= DOCUMENT =
%%

The system of equations in the unknown system parameters $\theta$ is $ \Phi \theta = y, $ where \begin{align*} \Phi &= \begin{bmatrix} \varphi^{T}(n+1)\\\varphi^{T}(n+2)\\\vdots\\\varphi^{T}(N)\end{bmatrix},\\ y &= \begin{bmatrix} y(n+1)\\y(n+2)\\\vdots\\y(N)\end{bmatrix}. \end{align*}

The least-squares solution to this system of equations is, by definition, the solution $\hat{\theta}$ which minimizes the sum of squares of the residuals $\epsilon = y-\Phi\theta$, i.e. the solution that minimizes the criterion $ J(\theta) = \epsilon^{T}\epsilon = \sum_i \epsilon_i^2. $ It is given by $ \hat{\theta}_{LS} = \underbrace{(\Phi^{T}\Phi)^{-1}\Phi^{T}}_{\Phi^+} y, $ where $\Phi^+$ is called the Moore-Penrose invers of the (typically) non-square, tall matrix $\Phi$.

%%

= INSTRUCTION 1 =
Please answer these from the least-squares text:
(a) Which vectors make up the rows of Φ?
(b) What quantity does the least-squares solution minimize?
(c) What expression gives the least-squares estimate of θ?

= RECORDS SHOWN =
%%

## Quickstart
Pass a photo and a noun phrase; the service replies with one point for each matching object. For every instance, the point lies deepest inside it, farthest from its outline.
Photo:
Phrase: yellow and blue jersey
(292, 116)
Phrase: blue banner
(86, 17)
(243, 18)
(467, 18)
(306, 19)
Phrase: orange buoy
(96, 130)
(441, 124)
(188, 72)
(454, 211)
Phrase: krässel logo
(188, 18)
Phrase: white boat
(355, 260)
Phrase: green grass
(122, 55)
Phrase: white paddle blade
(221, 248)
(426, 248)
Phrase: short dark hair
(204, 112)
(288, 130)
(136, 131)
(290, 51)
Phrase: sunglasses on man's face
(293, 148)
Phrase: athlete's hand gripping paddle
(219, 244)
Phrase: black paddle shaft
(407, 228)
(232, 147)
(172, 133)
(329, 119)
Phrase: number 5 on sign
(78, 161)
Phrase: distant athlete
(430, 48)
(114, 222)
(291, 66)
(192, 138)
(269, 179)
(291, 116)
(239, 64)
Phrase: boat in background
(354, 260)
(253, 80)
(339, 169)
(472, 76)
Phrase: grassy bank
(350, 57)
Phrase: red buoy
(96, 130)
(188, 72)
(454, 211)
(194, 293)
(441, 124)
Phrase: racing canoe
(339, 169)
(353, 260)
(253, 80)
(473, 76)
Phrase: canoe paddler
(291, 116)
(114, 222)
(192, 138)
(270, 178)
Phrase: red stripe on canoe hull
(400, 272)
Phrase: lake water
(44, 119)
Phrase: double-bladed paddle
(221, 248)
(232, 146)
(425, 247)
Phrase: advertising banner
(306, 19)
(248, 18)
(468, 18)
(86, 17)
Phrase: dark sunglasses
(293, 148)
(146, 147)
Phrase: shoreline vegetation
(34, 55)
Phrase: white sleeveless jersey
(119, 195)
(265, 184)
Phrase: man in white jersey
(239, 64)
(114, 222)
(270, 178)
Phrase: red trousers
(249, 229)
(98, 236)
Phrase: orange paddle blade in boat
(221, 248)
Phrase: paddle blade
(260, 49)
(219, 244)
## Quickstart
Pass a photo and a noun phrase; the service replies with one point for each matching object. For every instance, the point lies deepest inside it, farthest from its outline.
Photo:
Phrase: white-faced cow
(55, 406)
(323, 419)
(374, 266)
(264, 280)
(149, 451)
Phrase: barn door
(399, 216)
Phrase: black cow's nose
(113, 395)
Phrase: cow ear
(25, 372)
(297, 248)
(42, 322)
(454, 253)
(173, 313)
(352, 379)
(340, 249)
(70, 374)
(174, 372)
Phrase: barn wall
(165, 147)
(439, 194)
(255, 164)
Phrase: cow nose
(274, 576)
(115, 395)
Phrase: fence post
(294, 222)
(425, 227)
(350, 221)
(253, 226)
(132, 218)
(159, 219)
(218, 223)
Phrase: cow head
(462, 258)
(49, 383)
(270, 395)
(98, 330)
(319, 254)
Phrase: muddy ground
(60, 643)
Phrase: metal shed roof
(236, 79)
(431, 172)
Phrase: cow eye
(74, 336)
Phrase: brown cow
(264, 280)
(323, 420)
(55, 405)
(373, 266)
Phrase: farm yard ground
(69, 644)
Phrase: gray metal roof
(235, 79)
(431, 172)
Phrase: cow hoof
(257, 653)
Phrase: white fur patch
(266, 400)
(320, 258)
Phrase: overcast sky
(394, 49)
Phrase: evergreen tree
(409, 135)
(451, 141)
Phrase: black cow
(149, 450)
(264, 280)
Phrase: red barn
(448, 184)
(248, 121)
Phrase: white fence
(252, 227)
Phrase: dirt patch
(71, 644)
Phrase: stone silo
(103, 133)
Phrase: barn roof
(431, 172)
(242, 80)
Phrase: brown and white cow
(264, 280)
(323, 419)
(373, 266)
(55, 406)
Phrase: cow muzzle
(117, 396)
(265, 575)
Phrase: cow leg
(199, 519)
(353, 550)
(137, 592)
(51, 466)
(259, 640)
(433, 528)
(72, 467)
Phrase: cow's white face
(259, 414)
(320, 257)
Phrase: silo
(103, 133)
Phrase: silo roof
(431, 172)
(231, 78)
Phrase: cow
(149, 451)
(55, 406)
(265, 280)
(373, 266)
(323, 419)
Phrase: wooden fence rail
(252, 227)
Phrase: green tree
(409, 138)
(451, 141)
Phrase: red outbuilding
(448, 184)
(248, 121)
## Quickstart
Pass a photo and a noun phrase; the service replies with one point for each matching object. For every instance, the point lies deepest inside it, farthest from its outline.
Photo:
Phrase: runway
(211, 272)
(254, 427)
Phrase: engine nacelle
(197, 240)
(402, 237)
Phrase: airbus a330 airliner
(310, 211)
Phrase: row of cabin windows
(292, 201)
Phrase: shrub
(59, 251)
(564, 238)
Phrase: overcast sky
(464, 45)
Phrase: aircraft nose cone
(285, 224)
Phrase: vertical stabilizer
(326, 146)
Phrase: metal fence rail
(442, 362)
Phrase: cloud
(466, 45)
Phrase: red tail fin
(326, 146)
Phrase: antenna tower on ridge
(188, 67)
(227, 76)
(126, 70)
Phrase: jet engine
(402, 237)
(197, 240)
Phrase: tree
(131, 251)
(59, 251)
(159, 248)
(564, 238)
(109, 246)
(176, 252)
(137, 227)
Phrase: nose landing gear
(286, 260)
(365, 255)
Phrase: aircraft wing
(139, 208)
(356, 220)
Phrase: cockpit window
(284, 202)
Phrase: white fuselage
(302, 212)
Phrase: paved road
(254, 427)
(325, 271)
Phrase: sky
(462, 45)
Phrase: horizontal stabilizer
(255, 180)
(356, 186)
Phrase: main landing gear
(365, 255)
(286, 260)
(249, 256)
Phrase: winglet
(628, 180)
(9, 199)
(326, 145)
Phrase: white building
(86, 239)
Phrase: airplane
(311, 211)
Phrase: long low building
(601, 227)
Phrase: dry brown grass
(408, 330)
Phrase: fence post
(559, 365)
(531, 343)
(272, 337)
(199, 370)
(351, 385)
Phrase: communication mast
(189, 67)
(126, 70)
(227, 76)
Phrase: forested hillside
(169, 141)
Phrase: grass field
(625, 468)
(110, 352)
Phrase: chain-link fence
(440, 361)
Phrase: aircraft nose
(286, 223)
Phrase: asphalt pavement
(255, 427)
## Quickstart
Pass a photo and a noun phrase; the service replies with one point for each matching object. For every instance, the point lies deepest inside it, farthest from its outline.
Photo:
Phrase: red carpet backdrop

%%

= INSTRUCTION 2 =
Rewrite the records from the line containing "Phrase: row of cabin windows" through the end of the records, changing "dry brown grass" to "dry yellow grass" and keeping everything else the same. Return only those lines.

= EXERCISE RESPONSE 1 =
(a) φᵀ(n+1), φᵀ(n+2), …, φᵀ(N).
(b) The sum of squares of the residuals ε = y − Φθ, that is, J(θ) = εᵀε = Σᵢ εᵢ².
(c) θ̂_LS = (ΦᵀΦ)⁻¹Φᵀy.

= EXERCISE RESPONSE 2 =
Phrase: row of cabin windows
(292, 201)
Phrase: shrub
(59, 251)
(564, 238)
Phrase: overcast sky
(464, 45)
Phrase: aircraft nose cone
(285, 224)
Phrase: vertical stabilizer
(326, 146)
Phrase: metal fence rail
(442, 362)
Phrase: cloud
(466, 45)
Phrase: red tail fin
(326, 146)
Phrase: antenna tower on ridge
(188, 67)
(227, 76)
(126, 70)
Phrase: jet engine
(402, 237)
(197, 240)
Phrase: tree
(131, 251)
(59, 251)
(159, 248)
(564, 238)
(109, 246)
(176, 252)
(137, 227)
Phrase: nose landing gear
(286, 260)
(365, 255)
Phrase: aircraft wing
(139, 208)
(356, 220)
Phrase: cockpit window
(284, 202)
Phrase: white fuselage
(302, 212)
Phrase: paved road
(254, 427)
(325, 271)
Phrase: sky
(462, 45)
Phrase: horizontal stabilizer
(255, 180)
(356, 186)
Phrase: main landing gear
(365, 255)
(286, 260)
(249, 256)
Phrase: winglet
(628, 180)
(9, 199)
(326, 145)
Phrase: white building
(86, 239)
Phrase: airplane
(311, 211)
Phrase: long low building
(601, 227)
Phrase: dry yellow grass
(408, 330)
Phrase: fence post
(559, 365)
(531, 343)
(272, 337)
(199, 370)
(351, 385)
Phrase: communication mast
(189, 67)
(126, 70)
(227, 76)
Phrase: forested hillside
(169, 141)
Phrase: grass field
(625, 468)
(110, 352)
Phrase: chain-link fence
(440, 361)
Phrase: aircraft nose
(286, 223)
Phrase: asphalt pavement
(255, 427)
## Quickstart
Pass a photo and a noun phrase; the service replies with one point for each matching object. For every instance, the point lies deepest inside it, farthest from its outline.
Photo:
Phrase: red carpet backdrop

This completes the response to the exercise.